• OBJECTIVE:
Convert all of the rows below into a JSON list of strings, with one string per line and blank lines omitted.

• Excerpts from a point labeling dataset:
========================================

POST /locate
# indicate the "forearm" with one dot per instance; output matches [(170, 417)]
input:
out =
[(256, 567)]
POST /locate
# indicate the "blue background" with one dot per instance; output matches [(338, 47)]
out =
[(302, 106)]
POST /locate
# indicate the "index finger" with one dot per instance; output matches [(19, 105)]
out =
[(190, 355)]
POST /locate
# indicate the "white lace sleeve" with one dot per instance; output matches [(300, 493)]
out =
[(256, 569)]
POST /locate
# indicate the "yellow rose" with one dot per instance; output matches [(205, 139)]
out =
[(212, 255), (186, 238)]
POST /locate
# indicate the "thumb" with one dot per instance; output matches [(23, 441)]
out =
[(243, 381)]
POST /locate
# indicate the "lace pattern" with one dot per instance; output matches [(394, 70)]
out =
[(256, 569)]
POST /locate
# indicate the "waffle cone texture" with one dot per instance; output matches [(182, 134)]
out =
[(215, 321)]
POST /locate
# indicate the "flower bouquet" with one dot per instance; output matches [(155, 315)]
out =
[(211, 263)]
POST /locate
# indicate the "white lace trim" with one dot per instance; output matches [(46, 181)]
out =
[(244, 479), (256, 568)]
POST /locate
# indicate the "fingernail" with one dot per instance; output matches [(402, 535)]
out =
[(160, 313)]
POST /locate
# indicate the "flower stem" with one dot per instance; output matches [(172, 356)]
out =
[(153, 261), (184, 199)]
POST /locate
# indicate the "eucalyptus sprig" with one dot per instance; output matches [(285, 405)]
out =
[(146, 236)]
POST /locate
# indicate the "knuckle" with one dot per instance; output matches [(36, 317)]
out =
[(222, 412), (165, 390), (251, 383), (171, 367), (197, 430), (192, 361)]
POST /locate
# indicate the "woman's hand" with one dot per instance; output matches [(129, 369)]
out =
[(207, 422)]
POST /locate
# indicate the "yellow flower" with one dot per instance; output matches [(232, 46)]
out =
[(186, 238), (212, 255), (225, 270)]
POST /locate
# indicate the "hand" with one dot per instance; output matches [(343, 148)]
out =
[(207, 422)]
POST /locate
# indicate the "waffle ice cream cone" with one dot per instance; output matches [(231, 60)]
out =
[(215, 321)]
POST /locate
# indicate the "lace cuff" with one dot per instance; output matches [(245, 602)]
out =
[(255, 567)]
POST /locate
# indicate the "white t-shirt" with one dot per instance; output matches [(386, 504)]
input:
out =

========================================

• FINISHED ANSWER:
[
  "POST /locate",
  "# indicate the \"forearm\" with one dot per instance; output matches [(170, 417)]",
  "input:",
  "out =",
  "[(256, 567)]",
  "POST /locate",
  "# indicate the \"blue background\" with one dot per instance; output matches [(338, 47)]",
  "out =",
  "[(302, 106)]",
  "POST /locate",
  "# indicate the \"index finger\" with one dot per instance; output matches [(19, 105)]",
  "out =",
  "[(190, 355)]",
  "POST /locate",
  "# indicate the \"white lace sleeve\" with one dot per instance; output matches [(300, 493)]",
  "out =",
  "[(256, 569)]",
  "POST /locate",
  "# indicate the \"yellow rose\" with one dot per instance; output matches [(205, 139)]",
  "out =",
  "[(212, 255), (186, 238)]",
  "POST /locate",
  "# indicate the \"thumb\" with one dot per instance; output matches [(23, 441)]",
  "out =",
  "[(243, 381)]",
  "POST /locate",
  "# indicate the \"lace pattern\" with one dot per instance; output matches [(394, 70)]",
  "out =",
  "[(256, 569)]",
  "POST /locate",
  "# indicate the \"waffle cone texture\" with one dot per instance; output matches [(182, 134)]",
  "out =",
  "[(215, 321)]",
  "POST /locate",
  "# indicate the \"flower bouquet\" with one dot per instance; output matches [(155, 315)]",
  "out =",
  "[(211, 263)]",
  "POST /locate",
  "# indicate the \"white lace trim\" with one dot per instance; output matches [(46, 181)]",
  "out =",
  "[(244, 479), (256, 568)]",
  "POST /locate",
  "# indicate the \"fingernail\" with one dot per instance; output matches [(402, 535)]",
  "out =",
  "[(160, 313)]",
  "POST /locate",
  "# indicate the \"flower stem\" with one dot per instance; output matches [(172, 356)]",
  "out =",
  "[(153, 261), (184, 199)]",
  "POST /locate",
  "# indicate the \"eucalyptus sprig\" with one dot per instance; output matches [(285, 405)]",
  "out =",
  "[(146, 236)]",
  "POST /locate",
  "# indicate the \"knuckle\" with one dot per instance; output matches [(36, 317)]",
  "out =",
  "[(222, 412), (165, 390), (251, 383), (171, 367), (197, 430), (192, 361)]",
  "POST /locate",
  "# indicate the \"woman's hand\" with one dot per instance; output matches [(129, 369)]",
  "out =",
  "[(207, 422)]",
  "POST /locate",
  "# indicate the \"yellow flower\" with one dot per instance; output matches [(232, 46)]",
  "out =",
  "[(186, 238), (212, 255), (225, 270)]",
  "POST /locate",
  "# indicate the \"hand\" with one dot per instance; output matches [(343, 148)]",
  "out =",
  "[(207, 422)]",
  "POST /locate",
  "# indicate the \"waffle ice cream cone\" with one dot per instance; output matches [(231, 60)]",
  "out =",
  "[(215, 321)]",
  "POST /locate",
  "# indicate the \"lace cuff\" with one dot per instance; output matches [(245, 602)]",
  "out =",
  "[(255, 567)]",
  "POST /locate",
  "# indicate the \"white t-shirt\" with one dot per instance; output matches [(386, 504)]",
  "input:",
  "out ="
]